Reproduce the listing below verbatim, line for line, without altering any character.

━━━

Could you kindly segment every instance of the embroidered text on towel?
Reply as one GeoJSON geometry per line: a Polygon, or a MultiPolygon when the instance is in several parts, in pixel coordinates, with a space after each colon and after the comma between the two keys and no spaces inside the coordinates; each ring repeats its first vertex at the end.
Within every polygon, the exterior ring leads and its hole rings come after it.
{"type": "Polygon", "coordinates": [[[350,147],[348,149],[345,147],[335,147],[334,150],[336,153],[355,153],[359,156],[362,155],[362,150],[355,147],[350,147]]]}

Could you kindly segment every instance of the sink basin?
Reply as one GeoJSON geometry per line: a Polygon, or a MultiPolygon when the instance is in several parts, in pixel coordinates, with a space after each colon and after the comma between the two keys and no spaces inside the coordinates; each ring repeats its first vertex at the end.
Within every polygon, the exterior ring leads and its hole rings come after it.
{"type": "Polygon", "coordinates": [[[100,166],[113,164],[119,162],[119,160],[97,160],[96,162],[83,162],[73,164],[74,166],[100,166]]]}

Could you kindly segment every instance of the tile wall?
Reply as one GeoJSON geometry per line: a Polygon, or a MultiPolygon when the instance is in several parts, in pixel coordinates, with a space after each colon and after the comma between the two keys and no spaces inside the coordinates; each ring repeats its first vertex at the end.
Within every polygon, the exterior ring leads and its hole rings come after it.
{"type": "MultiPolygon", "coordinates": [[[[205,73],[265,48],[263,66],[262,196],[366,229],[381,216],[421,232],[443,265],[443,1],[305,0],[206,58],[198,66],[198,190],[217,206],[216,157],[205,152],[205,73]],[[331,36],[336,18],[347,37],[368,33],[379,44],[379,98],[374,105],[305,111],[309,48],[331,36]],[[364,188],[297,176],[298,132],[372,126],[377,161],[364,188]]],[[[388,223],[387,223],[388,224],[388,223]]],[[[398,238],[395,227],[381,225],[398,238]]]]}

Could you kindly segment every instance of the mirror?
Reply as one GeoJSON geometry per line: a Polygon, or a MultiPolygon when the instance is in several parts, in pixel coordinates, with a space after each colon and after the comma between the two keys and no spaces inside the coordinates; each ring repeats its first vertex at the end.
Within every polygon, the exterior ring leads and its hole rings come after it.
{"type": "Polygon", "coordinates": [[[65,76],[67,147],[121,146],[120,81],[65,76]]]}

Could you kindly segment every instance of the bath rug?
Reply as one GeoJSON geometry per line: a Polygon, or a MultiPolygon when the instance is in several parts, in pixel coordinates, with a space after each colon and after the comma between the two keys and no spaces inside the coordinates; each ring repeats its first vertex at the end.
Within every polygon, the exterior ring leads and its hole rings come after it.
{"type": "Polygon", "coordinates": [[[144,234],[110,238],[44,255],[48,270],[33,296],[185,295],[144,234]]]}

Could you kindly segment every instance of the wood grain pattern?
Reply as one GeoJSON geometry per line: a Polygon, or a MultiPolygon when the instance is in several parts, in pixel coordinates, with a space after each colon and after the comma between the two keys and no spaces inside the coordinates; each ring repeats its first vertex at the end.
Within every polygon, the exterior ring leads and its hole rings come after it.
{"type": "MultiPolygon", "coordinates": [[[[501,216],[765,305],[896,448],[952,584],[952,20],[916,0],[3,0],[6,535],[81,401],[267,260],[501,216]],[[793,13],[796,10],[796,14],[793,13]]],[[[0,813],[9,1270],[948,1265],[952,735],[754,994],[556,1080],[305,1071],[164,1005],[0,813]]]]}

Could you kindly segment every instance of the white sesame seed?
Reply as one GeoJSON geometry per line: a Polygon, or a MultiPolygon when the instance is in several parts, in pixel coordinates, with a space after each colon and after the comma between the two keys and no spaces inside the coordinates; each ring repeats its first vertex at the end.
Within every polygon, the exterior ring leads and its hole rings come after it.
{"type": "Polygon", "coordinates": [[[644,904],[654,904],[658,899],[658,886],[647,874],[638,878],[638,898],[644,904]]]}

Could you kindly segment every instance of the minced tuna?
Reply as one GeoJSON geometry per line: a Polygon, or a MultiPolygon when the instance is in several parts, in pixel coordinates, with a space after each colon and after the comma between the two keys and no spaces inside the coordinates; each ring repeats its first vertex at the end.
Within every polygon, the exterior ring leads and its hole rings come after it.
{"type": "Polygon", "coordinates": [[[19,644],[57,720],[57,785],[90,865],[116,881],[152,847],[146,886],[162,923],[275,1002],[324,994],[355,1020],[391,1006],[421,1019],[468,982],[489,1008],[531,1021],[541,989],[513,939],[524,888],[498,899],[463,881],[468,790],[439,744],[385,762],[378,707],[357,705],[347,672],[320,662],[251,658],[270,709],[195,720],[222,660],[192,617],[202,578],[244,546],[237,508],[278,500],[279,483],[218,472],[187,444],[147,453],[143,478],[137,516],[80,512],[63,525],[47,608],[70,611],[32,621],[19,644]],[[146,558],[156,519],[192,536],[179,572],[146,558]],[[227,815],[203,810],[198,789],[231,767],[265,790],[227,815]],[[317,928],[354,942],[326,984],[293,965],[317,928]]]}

━━━

» **Exercise response**:
Could you kindly segment every instance of the embroidered text on towel?
Reply as one GeoJSON geometry per line: a Polygon, or a MultiPolygon when the instance is in several parts, in pixel coordinates, with a space after each colon and after the comma between the two keys and no spaces inside the coordinates; each ring repeats its first vertex at the end.
Within every polygon, the exterior ring leads and its hole rings come after it.
{"type": "Polygon", "coordinates": [[[350,147],[348,149],[345,147],[335,147],[334,150],[336,153],[355,153],[359,156],[362,155],[362,150],[355,147],[350,147]]]}

Could you kindly segment every instance of the sink basin?
Reply as one GeoJSON geometry per line: a Polygon, or a MultiPolygon when the instance is in several parts, in pixel coordinates, with a space after each colon and after the comma between the two keys and no spaces inside the coordinates; each ring repeats its first vertex at the end.
Within every polygon, the exterior ring leads and its hole rings come after it.
{"type": "Polygon", "coordinates": [[[100,166],[113,164],[119,162],[119,160],[97,160],[96,162],[83,162],[73,164],[74,166],[100,166]]]}

Could you kindly segment every instance of the tile wall?
Reply as one GeoJSON geometry per line: a Polygon, or a MultiPolygon when the instance is in several parts, in pixel coordinates, with a space after each colon and after the comma between the two keys and no spaces inside the coordinates; each ring repeats its first vertex at the end.
Within every polygon, the exterior ring leads and its hole rings come after it.
{"type": "MultiPolygon", "coordinates": [[[[205,73],[265,48],[263,66],[262,196],[366,229],[381,216],[421,232],[443,265],[443,1],[305,0],[206,58],[198,66],[198,190],[217,206],[216,157],[205,152],[205,73]],[[331,36],[336,18],[347,37],[368,33],[379,44],[379,98],[374,105],[305,111],[309,48],[331,36]],[[364,188],[297,176],[298,132],[372,126],[377,161],[364,188]]],[[[388,223],[387,223],[388,224],[388,223]]],[[[398,238],[395,227],[381,225],[398,238]]]]}

Could you kindly segment every instance of the mirror?
Reply as one GeoJSON geometry per line: a Polygon, or a MultiPolygon when the instance is in several parts, in pixel coordinates, with a space after each colon and after the comma between the two keys and no spaces inside the coordinates; each ring repeats its first vertex at the end.
Within every polygon, the exterior ring leads and its hole rings come after it.
{"type": "Polygon", "coordinates": [[[65,76],[67,147],[121,146],[120,81],[65,76]]]}

Could you kindly segment every instance of the bath rug?
Reply as one GeoJSON geometry per line: a Polygon, or a MultiPolygon when the instance is in several parts, in pixel coordinates, with a space after each colon and after the comma between the two keys and no spaces inside the coordinates; each ring repeats its first vertex at the end.
Within every polygon, the exterior ring leads and its hole rings come after it.
{"type": "Polygon", "coordinates": [[[144,234],[110,238],[44,255],[48,270],[33,296],[185,295],[144,234]]]}

Could you kindly segment every instance of the wood grain pattern?
Reply as one GeoJSON geometry per line: a Polygon, or a MultiPolygon when the instance is in several parts, in pixel coordinates, with a space after each colon and after the comma between the two keys and no spaces inside the coordinates; each ring repeats its first vertex at the end.
Within every polygon, the exterior ring leads and its hole rings come after it.
{"type": "MultiPolygon", "coordinates": [[[[501,216],[765,305],[896,448],[952,584],[952,20],[916,0],[3,0],[6,535],[81,401],[267,260],[501,216]],[[793,13],[796,10],[796,14],[793,13]]],[[[0,813],[9,1270],[948,1265],[952,735],[754,994],[556,1080],[305,1071],[164,1005],[0,813]]]]}

Could you kindly segment every instance of the white sesame seed?
Reply as one GeoJSON geometry per line: a Polygon, or a MultiPolygon when the instance is in several parts, in pixel coordinates, with a space after each colon and after the comma between the two keys and no spaces inside the coordinates; each ring repeats its first vertex at the end.
Within every polygon, the exterior ring leads and its hole rings come after it.
{"type": "Polygon", "coordinates": [[[644,904],[654,904],[658,899],[658,886],[647,874],[638,878],[638,898],[644,904]]]}

Could you kindly segment every instance of the minced tuna?
Reply as one GeoJSON geometry per line: a Polygon, or a MultiPolygon when the instance is in several parts, in pixel coordinates, with a space after each colon and after the comma between the two keys and no spaces inside the coordinates; each ring repeats its first vertex at the end.
Within every polygon, the exterior ring leads and its hole rings come after it.
{"type": "Polygon", "coordinates": [[[19,644],[57,720],[57,785],[90,865],[116,881],[152,847],[146,886],[162,923],[275,1002],[324,994],[355,1020],[391,1006],[421,1019],[468,982],[489,1008],[531,1021],[541,989],[513,939],[524,888],[498,899],[463,881],[468,790],[439,744],[385,762],[378,707],[357,705],[347,672],[320,662],[251,658],[270,709],[195,720],[222,660],[192,617],[202,578],[244,546],[237,508],[278,500],[279,483],[218,472],[187,444],[147,453],[143,478],[137,516],[80,512],[63,525],[47,608],[70,611],[32,621],[19,644]],[[146,558],[156,519],[192,536],[179,572],[146,558]],[[227,815],[203,810],[198,789],[231,767],[265,790],[227,815]],[[317,928],[354,942],[326,984],[293,965],[317,928]]]}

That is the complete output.